------ Passage shown

[PATCH 2/2] dmaengine: dw: Fix XFER bit set, but channel not idle error

Serge Semin posted 2 patches 2 months, 2 weeks ago
[PATCH 2/2] dmaengine: dw: Fix XFER bit set, but channel not idle error
Posted by Serge Semin 2 months, 2 weeks ago
If a client driver gets to use the DW DMAC engine device tougher
than usual, with occasional DMA-transfers termination and restart, then
the next error can be randomly spotted in the system log:

> dma dma0chan0: BUG: XFER bit set, but channel not idle!

For instance that happens in case of the 8250 UART port driver handling
the looped back high-speed traffic (in my case > 1.5Mbaud) by means of the
DMA-engine interface.

The error happens due to the two-staged nature of the DW DMAC IRQs
handling procedure and due to the critical section break in the meantime.

------------
------ Stored records

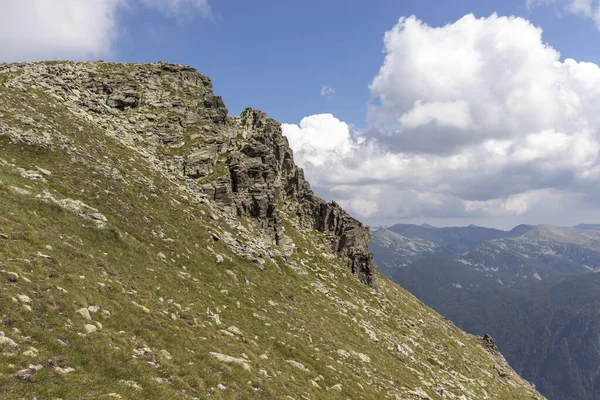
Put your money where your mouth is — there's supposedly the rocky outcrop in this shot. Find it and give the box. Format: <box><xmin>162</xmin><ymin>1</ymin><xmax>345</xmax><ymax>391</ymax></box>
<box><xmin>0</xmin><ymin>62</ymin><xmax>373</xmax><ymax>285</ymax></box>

------------
------ Stored records

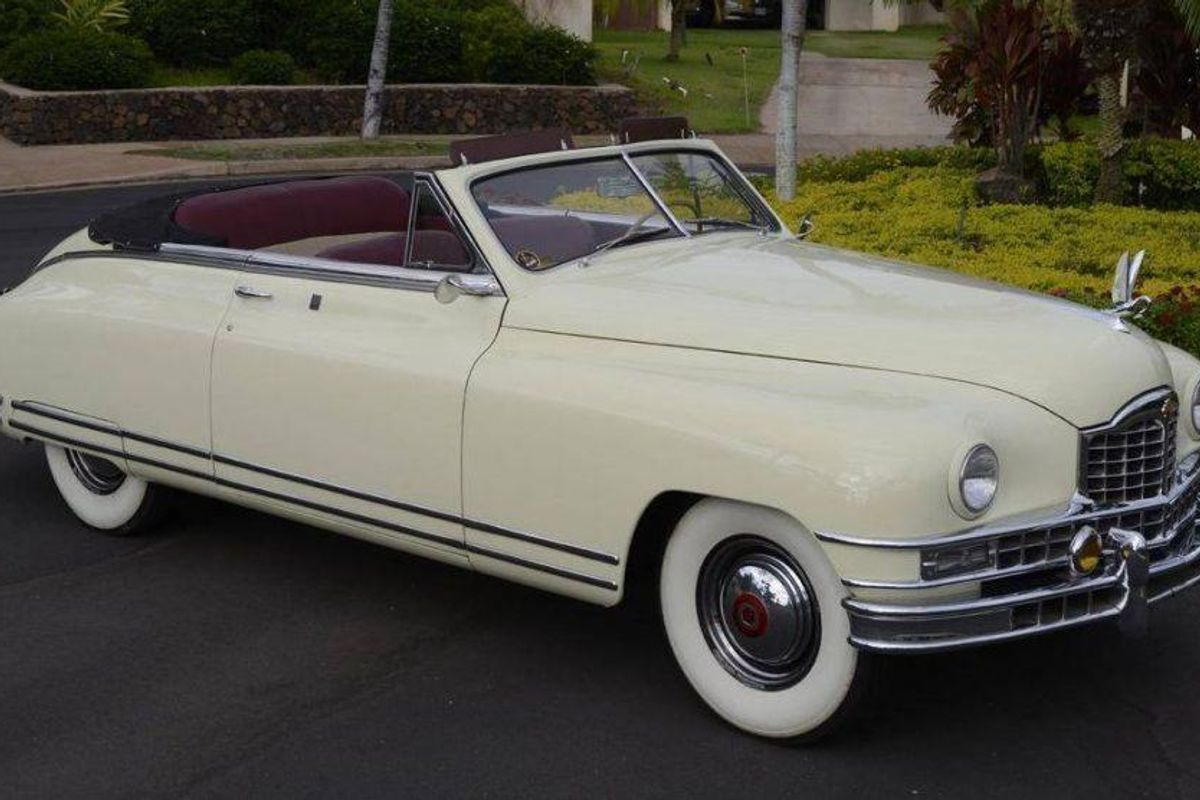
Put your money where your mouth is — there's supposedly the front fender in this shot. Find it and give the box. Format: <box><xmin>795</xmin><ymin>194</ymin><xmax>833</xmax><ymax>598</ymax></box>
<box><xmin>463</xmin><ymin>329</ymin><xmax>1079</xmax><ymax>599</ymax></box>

------------
------ Stored records

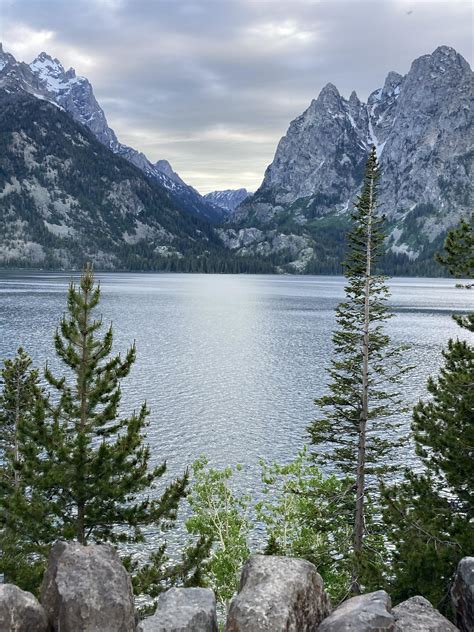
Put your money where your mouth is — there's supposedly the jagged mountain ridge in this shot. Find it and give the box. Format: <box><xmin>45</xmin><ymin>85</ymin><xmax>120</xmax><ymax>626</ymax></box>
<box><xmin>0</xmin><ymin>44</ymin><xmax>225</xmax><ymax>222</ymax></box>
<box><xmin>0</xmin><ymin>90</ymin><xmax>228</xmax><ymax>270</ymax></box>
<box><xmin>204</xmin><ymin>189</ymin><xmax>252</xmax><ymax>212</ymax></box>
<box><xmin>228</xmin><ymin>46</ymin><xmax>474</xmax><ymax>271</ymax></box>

------------

- **Task statement**:
Continue the patch description about the DW DMAC "XFER bit set, but channel not idle" error, starting after its last sentence.

- **Response for this exercise**:
In particular in case if the DMA-transfer is terminated and restarted:
1. after the IRQ-handler submitted the tasklet but before the tasklet
   started handling the DMA-descriptors in dwc_scan_descriptors();
2. after the XFER completion flag was detected in the
   dwc_scan_descriptors() method, but before the dwc_complete_all() method
   is called
the error denoted above is printed due to the overlap of the last transfer
completion and the new transfer execution stages.

There are two places need to be altered in order to fix the problem.
1. Clear the IRQs in the dwc_chan_disable() method. That will prevent the
   dwc_scan_descriptors() method call in case if the DMA-transfer is
   restarted in the middle of the two-staged IRQs-handling procedure.
2. Move the dwc_complete_all() code to being executed inseparably (in the
   same atomic section) from the DMA-descriptors scanning procedure. That
   will prevent the DMA-transfer restarts after the DMA-transfer completion
   was spotted but before the actual completion is executed.

Fixes: 69cea5a00d31 ("dmaengine/dw_dmac: Replace spin_lock* with irqsave variants and enable submission from callback")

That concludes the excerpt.